• **Task description**: Please copy out the lines of the listing below word for word, starting at the line that contains "Mark every instance of the outstretched" and stopping after the line that contains "<point>101,69</point>". Copy nothing outside that stretch.

• **Stored records**:
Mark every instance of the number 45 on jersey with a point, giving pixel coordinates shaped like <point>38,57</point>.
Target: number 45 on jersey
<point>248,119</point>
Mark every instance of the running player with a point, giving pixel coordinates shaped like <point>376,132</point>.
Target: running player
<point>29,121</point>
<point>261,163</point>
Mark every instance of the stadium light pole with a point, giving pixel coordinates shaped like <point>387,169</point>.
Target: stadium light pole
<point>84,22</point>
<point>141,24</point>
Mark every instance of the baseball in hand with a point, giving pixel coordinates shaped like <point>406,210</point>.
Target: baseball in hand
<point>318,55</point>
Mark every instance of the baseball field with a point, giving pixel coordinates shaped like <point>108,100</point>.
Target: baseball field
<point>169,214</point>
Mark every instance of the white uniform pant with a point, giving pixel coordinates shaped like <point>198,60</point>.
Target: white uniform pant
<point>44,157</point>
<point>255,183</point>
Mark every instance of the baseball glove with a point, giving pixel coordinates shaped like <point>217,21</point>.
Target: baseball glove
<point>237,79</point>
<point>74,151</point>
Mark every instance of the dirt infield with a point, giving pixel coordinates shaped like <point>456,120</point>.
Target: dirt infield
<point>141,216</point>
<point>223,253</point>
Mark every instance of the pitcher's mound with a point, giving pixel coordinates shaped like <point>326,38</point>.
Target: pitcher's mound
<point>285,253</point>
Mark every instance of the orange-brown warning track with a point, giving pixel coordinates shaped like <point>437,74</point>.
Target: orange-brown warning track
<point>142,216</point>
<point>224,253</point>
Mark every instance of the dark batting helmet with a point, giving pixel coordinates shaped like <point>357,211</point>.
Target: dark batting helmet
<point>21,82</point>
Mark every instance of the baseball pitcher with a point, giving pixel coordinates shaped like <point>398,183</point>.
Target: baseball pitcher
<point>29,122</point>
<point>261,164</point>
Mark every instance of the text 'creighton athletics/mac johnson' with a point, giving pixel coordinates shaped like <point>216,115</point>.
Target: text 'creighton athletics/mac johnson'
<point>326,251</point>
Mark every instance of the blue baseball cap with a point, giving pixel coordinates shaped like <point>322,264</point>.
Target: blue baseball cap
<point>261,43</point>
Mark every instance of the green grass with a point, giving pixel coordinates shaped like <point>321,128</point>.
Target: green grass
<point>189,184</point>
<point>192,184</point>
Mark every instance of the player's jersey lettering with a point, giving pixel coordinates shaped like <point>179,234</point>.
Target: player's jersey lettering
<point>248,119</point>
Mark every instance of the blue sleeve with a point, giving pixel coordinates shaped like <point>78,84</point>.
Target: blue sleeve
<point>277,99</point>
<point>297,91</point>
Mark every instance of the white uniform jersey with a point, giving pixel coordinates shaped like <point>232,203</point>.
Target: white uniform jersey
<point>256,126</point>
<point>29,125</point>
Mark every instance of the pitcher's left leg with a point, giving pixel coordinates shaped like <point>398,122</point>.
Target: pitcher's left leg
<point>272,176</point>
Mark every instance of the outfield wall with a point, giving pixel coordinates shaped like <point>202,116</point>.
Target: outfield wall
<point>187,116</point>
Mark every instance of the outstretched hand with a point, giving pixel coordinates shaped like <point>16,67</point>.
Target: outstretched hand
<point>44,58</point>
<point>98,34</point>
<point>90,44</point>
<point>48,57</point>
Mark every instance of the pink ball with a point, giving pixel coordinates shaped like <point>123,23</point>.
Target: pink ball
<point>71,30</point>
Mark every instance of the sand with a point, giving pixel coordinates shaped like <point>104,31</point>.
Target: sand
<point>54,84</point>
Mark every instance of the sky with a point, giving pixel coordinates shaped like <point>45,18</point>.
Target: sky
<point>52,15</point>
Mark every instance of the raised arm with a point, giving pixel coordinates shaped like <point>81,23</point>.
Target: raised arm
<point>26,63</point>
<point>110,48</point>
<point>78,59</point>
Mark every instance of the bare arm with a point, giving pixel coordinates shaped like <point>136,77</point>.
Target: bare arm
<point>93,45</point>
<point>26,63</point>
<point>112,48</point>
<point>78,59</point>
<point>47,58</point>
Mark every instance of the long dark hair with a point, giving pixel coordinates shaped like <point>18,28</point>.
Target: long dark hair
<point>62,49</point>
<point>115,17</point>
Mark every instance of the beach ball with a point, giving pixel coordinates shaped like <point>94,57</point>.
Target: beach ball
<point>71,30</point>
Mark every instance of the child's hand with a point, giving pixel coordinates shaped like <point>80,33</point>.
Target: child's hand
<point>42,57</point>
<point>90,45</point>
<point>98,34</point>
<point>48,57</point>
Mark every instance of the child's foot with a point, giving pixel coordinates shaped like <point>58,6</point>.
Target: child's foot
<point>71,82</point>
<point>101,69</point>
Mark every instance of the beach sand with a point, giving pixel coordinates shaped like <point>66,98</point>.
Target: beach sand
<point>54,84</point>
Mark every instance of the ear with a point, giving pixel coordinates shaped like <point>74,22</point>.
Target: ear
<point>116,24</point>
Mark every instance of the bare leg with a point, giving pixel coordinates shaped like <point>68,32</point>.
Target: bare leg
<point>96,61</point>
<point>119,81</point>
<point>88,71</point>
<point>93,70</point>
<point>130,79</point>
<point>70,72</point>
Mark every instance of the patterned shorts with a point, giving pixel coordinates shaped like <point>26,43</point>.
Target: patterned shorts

• **Exercise result**:
Mark every instance of the outstretched hand with a point, giving pixel coordinates shaped like <point>16,67</point>.
Target: outstretched hand
<point>44,58</point>
<point>98,34</point>
<point>90,44</point>
<point>48,57</point>
Mark every instance of the pink ball with a point, giving pixel coordinates shaped like <point>123,23</point>.
Target: pink ball
<point>71,30</point>
Mark every instance of the sand with a point, giving pixel coordinates shaped like <point>104,31</point>.
Target: sand
<point>54,84</point>
Mark every instance of the sky with a point, giving pixel coordinates shaped like <point>45,18</point>.
Target: sky
<point>52,15</point>
Mark every instance of the raised arm with a point, giving pixel coordinates shaped like <point>81,23</point>.
Target: raised arm
<point>26,63</point>
<point>110,48</point>
<point>78,59</point>
Mark every instance of the bare arm with a point, giving pixel coordinates shaped like <point>136,77</point>.
Target: bare arm
<point>93,45</point>
<point>26,63</point>
<point>112,48</point>
<point>78,59</point>
<point>47,58</point>
Mark every instance of the long dark hair with a point, giving pixel coordinates shaped like <point>18,28</point>.
Target: long dark hair
<point>62,49</point>
<point>115,17</point>
Mark every instance of the beach ball with a point, giving pixel coordinates shaped like <point>94,57</point>.
Target: beach ball
<point>71,30</point>
Mark every instance of the child's hand with a point, giving pixel coordinates shaped like <point>80,33</point>.
Target: child's hand
<point>42,57</point>
<point>90,45</point>
<point>98,34</point>
<point>48,57</point>
Mark every instance of the child's foot with a point, giving pixel coordinates shaped like <point>58,6</point>.
Target: child's foot
<point>71,82</point>
<point>101,69</point>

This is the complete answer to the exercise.